Set task
In the passage on patents and investment in innovation, how much have the named inventors and companies each spent on patent litigation?

— begin Selected excerpt —

Do you think that degree of uncertainty in the law of what patent license is lawful bothers a businessman about to invest in patents?
Sure, a lot of money has been made on many patents and in recent years, too. Inventions you know about like: Land's Polaroid instant snap shot camera, now in litigation with Kodak. Carlson's Xerographic plain paper copiers, often in litigation. Ballas' Weed Eater Lawn Trimmer, now in litigation with many infringers.
And hundreds of inventions you don't know about, like Self's severe service chemical refinery valves, now in litigation. Mobil's catalyst which gives 20 percent more gaoline per barrel of crude oil, also litigated. Mobil v. Grace, 367 F. Supp. 207 (D.C. Conn. 1973).
But all these folks have spent over half a million dollars each, some of them millions in patent litigation costs. As to some of them the validity of their patents is not yet finally decided by the courts.
Innovation is a high risk investment with cost overruns on the technical side as certain as death and taxes, and technical and market success as unpredictable as the weather.
If in that discouraging context the investor in innovation cannot be confident of protection of what his R&D buck will buy * *
If the investor in innovation likely must spend hundreds of thousands of dollars in litigation costs * * *
If it cannot be known for years and years whether a given invention is protected ***
That is, if the patent system functions as often it now in fact does function, then there is no wonder that investment in innovation is on the decline.

— end Selected excerpt —
— begin Raw data —

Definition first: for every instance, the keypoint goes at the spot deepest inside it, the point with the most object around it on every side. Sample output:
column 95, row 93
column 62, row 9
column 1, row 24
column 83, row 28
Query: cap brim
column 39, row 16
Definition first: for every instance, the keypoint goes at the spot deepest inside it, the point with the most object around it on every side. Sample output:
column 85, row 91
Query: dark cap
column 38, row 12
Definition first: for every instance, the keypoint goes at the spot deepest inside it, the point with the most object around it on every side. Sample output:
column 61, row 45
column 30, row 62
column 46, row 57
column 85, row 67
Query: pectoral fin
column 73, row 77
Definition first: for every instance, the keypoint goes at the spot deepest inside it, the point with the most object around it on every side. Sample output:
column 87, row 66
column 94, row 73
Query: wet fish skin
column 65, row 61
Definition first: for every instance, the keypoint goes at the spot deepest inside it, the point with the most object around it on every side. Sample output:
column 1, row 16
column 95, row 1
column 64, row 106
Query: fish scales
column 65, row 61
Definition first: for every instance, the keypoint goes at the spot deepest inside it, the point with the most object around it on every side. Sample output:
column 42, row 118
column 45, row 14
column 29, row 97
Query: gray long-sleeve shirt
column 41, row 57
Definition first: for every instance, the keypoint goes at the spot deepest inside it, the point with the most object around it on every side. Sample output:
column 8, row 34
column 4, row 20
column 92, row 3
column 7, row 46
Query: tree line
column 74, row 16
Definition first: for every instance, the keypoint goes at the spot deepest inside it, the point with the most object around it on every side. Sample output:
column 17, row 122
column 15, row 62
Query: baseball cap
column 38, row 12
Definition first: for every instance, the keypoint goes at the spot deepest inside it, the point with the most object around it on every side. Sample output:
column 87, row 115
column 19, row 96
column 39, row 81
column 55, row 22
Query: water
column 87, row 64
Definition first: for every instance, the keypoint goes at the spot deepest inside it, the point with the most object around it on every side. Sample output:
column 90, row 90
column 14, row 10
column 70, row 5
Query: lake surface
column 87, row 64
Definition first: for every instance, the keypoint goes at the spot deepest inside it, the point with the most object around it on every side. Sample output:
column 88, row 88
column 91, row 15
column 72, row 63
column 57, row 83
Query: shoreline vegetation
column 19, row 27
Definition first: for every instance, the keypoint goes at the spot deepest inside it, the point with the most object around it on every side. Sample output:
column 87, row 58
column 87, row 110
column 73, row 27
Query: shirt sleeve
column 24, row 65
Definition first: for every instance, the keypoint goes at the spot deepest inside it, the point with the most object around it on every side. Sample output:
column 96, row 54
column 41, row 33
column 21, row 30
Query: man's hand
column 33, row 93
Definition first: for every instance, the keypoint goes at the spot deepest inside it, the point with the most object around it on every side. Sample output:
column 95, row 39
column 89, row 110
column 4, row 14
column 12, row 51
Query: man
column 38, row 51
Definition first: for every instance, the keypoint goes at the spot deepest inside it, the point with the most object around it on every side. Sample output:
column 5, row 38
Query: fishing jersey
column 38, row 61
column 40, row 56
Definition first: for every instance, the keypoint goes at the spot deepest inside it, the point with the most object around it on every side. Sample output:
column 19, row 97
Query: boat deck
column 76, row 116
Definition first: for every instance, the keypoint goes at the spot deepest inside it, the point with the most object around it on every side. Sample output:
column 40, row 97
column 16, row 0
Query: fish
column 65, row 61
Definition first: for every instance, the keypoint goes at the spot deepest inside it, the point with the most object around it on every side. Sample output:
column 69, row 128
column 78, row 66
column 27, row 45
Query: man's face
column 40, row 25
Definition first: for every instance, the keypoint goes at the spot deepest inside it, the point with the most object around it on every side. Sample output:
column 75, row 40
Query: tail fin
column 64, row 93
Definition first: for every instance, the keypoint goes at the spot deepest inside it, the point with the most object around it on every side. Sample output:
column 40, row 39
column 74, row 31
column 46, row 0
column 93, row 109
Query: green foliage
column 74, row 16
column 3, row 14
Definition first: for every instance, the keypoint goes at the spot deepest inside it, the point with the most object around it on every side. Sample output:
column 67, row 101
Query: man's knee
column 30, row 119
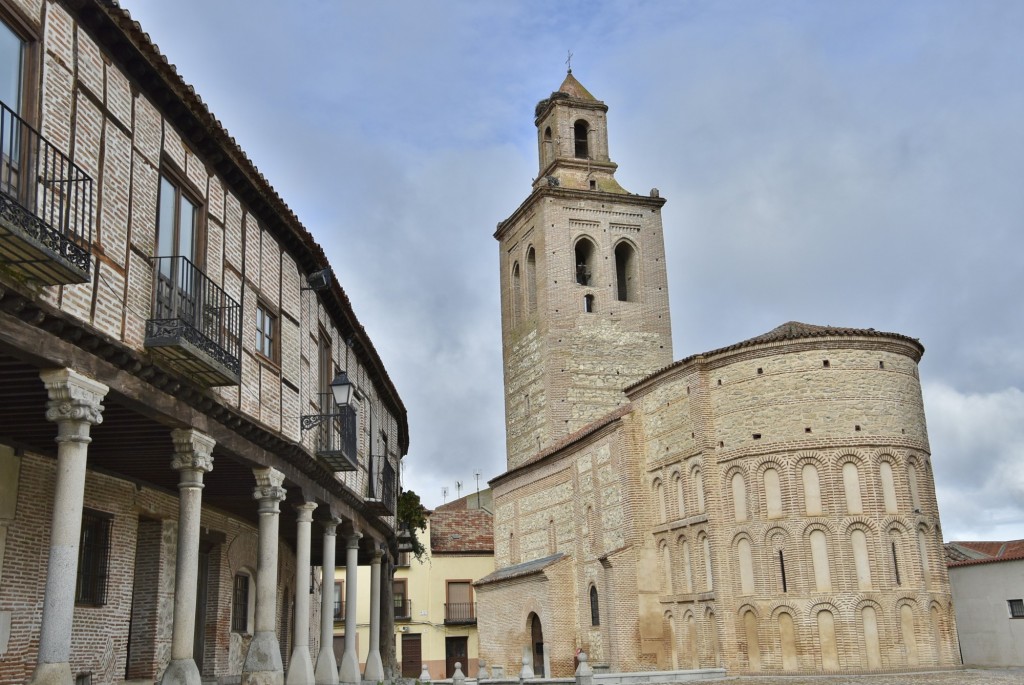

— end Raw data —

Task response
Over half a million dollars each, and some of them millions.